• _INSTRUCTIONS TO FOLLOW_
Show each line in the rows below that contains the string "feather", copied in full. Case counts when matching.

• _DATA EXCERPTS_
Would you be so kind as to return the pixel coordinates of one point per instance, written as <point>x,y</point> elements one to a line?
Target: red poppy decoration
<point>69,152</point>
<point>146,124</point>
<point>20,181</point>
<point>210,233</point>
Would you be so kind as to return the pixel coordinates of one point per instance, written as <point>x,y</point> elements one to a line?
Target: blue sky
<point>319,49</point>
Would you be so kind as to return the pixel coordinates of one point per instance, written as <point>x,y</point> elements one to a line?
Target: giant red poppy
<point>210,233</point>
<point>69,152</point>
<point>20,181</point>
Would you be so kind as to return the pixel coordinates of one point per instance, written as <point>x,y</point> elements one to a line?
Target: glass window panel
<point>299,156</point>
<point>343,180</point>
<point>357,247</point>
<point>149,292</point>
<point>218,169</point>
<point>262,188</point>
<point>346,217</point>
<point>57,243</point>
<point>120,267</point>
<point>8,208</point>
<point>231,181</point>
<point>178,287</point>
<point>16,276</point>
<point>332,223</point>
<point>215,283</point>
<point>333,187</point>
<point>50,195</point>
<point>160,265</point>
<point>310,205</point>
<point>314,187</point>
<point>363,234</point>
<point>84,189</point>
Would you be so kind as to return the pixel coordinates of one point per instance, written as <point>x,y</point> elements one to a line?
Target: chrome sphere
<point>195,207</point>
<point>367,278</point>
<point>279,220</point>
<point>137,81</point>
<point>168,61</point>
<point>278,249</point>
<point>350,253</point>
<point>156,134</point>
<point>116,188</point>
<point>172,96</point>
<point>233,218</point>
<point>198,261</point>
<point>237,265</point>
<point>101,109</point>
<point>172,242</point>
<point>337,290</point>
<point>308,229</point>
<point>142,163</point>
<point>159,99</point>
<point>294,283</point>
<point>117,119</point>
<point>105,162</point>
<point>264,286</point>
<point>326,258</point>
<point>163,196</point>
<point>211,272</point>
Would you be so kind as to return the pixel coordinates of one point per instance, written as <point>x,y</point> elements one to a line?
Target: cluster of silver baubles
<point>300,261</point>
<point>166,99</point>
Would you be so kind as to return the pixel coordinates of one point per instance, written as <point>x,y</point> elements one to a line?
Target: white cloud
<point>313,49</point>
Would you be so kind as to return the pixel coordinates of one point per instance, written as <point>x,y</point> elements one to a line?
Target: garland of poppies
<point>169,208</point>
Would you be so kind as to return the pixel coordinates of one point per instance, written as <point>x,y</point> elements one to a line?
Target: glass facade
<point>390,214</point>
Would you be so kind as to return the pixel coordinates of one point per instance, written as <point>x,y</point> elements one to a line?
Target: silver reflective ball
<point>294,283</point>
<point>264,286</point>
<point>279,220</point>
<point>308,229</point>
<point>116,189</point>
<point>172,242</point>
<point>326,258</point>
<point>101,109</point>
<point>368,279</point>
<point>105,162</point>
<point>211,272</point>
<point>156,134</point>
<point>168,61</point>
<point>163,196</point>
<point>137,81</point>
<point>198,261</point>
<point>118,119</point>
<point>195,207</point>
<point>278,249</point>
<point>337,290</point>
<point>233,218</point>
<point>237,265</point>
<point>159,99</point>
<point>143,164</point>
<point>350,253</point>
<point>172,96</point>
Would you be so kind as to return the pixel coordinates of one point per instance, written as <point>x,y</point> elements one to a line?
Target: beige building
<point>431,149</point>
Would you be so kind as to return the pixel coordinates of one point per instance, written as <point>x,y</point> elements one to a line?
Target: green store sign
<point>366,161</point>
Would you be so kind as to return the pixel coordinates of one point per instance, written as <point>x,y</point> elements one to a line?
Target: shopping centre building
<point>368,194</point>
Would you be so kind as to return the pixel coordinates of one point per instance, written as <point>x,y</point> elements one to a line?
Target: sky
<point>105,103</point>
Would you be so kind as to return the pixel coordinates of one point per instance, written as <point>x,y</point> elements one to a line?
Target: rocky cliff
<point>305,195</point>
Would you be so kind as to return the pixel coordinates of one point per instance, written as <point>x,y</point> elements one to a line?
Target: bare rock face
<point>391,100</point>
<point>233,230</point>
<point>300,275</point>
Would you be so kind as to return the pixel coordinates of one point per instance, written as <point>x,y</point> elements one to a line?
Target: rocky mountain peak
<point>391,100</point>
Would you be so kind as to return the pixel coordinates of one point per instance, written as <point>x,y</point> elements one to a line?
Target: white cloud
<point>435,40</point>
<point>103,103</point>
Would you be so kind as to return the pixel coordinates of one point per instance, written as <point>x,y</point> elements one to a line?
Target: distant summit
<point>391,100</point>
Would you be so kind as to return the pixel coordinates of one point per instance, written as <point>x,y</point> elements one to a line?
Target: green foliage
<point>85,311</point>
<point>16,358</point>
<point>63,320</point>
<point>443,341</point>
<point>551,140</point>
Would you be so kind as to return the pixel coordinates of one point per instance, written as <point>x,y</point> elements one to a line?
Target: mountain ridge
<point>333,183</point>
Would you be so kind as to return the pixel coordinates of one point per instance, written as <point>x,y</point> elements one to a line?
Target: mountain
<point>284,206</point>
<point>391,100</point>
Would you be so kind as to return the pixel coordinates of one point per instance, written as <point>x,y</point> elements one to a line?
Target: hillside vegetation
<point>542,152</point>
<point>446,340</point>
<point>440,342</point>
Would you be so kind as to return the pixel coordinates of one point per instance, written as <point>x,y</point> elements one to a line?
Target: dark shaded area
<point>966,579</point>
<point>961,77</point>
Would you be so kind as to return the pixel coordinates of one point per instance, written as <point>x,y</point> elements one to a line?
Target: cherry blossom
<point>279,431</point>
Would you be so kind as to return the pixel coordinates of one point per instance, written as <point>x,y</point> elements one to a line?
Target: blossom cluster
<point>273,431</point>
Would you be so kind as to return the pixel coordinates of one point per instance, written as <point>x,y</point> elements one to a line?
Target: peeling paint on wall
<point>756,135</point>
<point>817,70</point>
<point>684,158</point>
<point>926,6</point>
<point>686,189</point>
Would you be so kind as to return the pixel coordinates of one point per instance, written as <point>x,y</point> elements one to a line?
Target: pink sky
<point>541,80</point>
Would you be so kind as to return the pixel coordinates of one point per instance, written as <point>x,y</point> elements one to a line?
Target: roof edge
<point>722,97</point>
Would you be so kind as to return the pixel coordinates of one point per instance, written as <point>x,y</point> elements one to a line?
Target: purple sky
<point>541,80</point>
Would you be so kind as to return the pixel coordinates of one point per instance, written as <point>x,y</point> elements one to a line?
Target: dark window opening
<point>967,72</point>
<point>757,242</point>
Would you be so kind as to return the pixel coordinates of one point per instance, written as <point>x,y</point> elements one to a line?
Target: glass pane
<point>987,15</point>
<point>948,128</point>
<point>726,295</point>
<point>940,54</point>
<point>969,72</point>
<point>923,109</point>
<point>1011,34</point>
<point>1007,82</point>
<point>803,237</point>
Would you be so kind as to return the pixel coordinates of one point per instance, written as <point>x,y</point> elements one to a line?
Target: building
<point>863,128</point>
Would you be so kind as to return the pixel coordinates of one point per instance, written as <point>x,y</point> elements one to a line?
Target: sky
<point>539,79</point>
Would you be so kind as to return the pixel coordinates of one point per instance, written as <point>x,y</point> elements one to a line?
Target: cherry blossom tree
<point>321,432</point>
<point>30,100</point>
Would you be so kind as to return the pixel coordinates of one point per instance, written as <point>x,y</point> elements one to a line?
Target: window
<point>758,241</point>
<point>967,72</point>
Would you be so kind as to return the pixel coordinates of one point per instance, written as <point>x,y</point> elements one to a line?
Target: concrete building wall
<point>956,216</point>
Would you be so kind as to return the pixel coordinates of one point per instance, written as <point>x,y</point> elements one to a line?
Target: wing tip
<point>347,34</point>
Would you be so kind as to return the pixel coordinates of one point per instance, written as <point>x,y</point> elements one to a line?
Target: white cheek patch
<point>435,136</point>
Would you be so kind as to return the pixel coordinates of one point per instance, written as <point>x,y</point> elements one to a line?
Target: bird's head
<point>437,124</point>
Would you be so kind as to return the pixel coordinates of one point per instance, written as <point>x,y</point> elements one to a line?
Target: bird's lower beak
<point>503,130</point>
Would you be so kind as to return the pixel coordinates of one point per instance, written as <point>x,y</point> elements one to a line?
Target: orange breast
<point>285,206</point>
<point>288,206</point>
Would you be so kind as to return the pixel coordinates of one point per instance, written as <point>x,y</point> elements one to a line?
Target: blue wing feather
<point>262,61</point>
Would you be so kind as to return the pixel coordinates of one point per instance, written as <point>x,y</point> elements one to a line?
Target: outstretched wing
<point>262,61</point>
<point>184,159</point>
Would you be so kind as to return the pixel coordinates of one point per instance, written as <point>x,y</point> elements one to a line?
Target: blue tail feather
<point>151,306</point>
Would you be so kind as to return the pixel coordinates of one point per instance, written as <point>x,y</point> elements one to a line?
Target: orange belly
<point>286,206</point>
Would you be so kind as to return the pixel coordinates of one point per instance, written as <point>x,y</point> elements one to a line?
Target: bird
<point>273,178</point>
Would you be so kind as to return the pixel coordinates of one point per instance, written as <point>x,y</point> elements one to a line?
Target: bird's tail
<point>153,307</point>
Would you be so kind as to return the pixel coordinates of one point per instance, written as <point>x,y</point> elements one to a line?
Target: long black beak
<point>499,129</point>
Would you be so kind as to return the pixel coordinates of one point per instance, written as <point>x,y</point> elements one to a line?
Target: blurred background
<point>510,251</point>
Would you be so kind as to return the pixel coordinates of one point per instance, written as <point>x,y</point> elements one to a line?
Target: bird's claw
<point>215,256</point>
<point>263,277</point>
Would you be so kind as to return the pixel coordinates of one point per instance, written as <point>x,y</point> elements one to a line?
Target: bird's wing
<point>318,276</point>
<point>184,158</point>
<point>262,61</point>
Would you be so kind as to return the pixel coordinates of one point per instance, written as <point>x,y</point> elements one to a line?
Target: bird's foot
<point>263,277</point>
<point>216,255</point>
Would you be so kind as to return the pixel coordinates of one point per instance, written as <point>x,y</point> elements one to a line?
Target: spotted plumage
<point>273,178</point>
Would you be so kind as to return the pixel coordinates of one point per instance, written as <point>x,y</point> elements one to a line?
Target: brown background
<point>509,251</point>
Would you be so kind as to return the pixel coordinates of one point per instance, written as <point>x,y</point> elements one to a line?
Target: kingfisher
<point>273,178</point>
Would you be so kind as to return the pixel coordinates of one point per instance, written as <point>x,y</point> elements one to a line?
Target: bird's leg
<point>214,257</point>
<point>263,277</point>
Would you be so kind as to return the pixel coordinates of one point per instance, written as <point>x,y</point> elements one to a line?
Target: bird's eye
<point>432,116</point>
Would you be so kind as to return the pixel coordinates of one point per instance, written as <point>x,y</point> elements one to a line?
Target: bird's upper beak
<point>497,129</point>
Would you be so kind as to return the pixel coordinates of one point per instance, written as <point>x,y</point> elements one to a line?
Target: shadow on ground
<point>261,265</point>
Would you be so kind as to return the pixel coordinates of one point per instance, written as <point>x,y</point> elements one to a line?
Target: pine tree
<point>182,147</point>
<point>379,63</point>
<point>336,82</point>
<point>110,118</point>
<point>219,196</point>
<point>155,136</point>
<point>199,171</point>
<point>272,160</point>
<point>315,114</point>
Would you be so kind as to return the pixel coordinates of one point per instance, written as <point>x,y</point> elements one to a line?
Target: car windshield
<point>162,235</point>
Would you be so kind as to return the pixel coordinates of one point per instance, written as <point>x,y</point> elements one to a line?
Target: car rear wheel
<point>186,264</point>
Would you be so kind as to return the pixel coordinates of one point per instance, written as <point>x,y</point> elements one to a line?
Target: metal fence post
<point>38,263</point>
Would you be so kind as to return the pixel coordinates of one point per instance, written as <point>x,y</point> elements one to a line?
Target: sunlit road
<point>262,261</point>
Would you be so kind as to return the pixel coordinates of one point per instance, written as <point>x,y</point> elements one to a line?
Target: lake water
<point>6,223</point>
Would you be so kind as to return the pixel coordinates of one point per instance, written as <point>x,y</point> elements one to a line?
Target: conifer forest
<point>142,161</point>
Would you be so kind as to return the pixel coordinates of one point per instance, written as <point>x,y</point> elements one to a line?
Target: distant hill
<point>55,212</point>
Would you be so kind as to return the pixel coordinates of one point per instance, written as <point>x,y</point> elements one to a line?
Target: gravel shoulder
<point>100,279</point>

• _WRITTEN RESPONSE_
Target: blue wing feather
Target: blue tail feather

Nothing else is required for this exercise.